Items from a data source
=== Section Start ===

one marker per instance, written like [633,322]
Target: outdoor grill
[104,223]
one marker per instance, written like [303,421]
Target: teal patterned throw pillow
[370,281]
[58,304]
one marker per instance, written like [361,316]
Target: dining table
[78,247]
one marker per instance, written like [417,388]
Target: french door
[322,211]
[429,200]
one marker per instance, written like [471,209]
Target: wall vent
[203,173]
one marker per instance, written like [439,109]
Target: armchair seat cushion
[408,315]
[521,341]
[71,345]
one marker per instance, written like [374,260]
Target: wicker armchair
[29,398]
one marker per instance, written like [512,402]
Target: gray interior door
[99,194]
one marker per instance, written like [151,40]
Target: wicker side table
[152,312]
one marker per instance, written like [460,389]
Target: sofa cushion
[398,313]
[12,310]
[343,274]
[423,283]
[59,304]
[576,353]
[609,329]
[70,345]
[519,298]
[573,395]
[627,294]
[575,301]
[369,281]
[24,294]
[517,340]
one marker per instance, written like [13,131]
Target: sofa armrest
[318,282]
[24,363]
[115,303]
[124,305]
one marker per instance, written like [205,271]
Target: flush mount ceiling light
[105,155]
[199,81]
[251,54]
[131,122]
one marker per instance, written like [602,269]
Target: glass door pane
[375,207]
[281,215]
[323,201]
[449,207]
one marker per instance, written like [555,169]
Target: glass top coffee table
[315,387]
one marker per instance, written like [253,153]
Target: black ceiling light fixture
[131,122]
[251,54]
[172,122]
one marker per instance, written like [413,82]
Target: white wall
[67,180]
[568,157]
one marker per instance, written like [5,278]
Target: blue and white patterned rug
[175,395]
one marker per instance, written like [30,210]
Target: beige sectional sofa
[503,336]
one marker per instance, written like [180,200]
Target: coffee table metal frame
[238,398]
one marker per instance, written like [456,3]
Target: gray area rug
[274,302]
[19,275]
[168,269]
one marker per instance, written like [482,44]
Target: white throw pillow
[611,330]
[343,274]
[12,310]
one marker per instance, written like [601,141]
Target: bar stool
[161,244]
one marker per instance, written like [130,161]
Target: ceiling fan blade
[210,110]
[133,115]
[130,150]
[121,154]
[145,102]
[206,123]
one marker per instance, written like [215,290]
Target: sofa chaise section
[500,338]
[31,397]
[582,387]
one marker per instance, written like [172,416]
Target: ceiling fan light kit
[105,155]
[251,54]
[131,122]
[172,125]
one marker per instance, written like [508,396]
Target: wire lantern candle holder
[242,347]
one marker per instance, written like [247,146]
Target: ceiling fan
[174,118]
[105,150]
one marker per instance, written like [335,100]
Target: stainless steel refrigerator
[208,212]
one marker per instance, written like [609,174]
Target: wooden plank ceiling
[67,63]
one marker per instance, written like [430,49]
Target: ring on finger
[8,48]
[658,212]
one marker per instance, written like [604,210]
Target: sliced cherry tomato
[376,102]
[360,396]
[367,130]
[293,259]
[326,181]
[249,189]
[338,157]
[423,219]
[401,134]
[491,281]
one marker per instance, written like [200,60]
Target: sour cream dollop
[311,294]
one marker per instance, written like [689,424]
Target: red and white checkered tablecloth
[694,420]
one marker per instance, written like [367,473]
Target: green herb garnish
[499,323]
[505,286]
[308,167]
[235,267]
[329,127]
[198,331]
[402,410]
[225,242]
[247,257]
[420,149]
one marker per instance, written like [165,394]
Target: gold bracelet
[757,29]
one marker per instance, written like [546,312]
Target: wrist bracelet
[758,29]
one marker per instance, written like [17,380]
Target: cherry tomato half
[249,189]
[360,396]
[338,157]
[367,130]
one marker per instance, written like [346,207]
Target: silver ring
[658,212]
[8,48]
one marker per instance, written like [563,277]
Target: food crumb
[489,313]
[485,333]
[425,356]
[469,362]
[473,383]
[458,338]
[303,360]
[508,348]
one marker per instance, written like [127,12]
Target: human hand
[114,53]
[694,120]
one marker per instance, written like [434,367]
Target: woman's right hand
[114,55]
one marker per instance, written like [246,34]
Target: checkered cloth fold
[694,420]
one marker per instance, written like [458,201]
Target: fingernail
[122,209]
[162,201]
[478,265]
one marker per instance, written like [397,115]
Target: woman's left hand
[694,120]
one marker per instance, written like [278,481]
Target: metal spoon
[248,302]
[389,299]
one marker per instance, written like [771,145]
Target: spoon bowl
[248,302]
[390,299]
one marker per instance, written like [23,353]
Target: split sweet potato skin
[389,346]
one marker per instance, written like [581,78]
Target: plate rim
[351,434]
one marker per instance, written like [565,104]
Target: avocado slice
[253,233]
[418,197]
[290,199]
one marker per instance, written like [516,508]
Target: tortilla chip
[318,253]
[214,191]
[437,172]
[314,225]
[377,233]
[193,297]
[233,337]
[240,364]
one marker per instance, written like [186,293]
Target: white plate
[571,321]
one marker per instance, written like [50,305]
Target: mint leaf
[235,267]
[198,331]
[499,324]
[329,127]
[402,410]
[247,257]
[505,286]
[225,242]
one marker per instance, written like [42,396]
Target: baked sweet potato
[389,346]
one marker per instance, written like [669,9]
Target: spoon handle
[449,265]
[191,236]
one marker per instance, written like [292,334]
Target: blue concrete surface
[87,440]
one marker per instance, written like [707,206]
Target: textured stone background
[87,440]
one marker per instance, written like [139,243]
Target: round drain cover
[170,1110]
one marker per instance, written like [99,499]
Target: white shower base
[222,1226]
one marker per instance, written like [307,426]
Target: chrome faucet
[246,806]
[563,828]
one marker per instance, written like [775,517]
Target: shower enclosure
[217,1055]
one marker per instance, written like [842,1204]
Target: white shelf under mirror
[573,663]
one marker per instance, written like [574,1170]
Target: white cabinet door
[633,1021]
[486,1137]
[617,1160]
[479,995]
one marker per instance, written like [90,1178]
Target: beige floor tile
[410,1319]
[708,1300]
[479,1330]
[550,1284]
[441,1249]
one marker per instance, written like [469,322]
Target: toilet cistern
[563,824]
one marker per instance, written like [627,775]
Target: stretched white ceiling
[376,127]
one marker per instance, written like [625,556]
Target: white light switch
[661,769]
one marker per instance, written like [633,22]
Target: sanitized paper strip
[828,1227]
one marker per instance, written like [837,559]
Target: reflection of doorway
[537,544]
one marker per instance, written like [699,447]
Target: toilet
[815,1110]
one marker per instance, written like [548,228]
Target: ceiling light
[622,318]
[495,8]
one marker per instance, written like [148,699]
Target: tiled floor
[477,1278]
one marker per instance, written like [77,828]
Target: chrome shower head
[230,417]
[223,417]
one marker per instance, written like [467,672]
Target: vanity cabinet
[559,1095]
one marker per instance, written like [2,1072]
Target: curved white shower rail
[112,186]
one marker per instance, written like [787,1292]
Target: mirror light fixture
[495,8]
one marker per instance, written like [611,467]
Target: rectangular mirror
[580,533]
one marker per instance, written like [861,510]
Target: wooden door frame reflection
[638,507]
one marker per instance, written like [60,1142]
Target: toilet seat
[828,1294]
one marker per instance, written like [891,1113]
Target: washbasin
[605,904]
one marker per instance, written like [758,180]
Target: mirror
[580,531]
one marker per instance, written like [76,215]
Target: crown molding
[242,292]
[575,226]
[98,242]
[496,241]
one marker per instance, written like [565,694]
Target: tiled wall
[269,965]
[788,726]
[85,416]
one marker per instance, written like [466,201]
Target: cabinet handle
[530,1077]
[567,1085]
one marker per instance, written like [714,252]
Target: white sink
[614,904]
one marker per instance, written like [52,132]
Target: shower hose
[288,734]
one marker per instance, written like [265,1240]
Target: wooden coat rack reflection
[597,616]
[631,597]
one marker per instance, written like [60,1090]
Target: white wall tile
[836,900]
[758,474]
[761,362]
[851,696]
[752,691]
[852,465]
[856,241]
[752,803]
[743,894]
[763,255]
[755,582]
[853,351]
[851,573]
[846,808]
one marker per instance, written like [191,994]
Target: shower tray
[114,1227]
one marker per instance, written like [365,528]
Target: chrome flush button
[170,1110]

=== Section End ===

> **Problem details**
In the entries above, one line contains "Target: toilet cistern" and another contains "one marker per instance, written like [52,132]". Reproduce exactly those two lines and the lines between them, nothing else.

> **Response area**
Target: toilet cistern
[563,824]
one marker per instance, written like [627,775]
Target: stretched white ceiling
[376,127]
one marker per instance, written like [625,556]
Target: white light switch
[661,769]
one marker per instance, written like [633,22]
Target: sanitized paper strip
[828,1227]
one marker per instance, written like [837,559]
Target: reflection of doorway
[537,544]
one marker per instance, written like [699,447]
Target: toilet
[815,1110]
one marker per instance, written like [548,228]
Target: ceiling light
[622,318]
[495,8]
one marker per instance, written like [148,699]
Target: tiled floor
[477,1278]
one marker per instance, written like [77,828]
Target: chrome shower head
[230,417]
[223,417]
one marker per instance, written like [467,672]
Target: vanity cabinet
[559,1095]
one marker per instance, written like [2,1072]
Target: curved white shower rail
[112,186]
one marker per instance, written like [787,1292]
Target: mirror light fixture
[495,8]
one marker per instance, written like [611,467]
Target: rectangular mirror
[580,533]
one marker per instance, written like [861,510]
Target: wooden door frame reflection
[638,507]
one marker per instance, written like [60,1142]
Target: toilet seat
[828,1294]
one marker per instance, written like [891,1113]
Target: washbasin
[605,904]
one marker per instance, written like [758,180]
Target: mirror
[580,531]
one marker per instance, written like [76,215]
Target: crown molding
[242,292]
[575,226]
[98,242]
[496,241]
one marker per instance, written like [565,694]
Target: tiled wall
[269,965]
[788,726]
[85,416]
one marker per instance, written like [466,201]
Target: cabinet handle
[530,1077]
[567,1085]
one marker per instance, written like [714,252]
Target: white sink
[614,904]
one marker per instance, written like [52,132]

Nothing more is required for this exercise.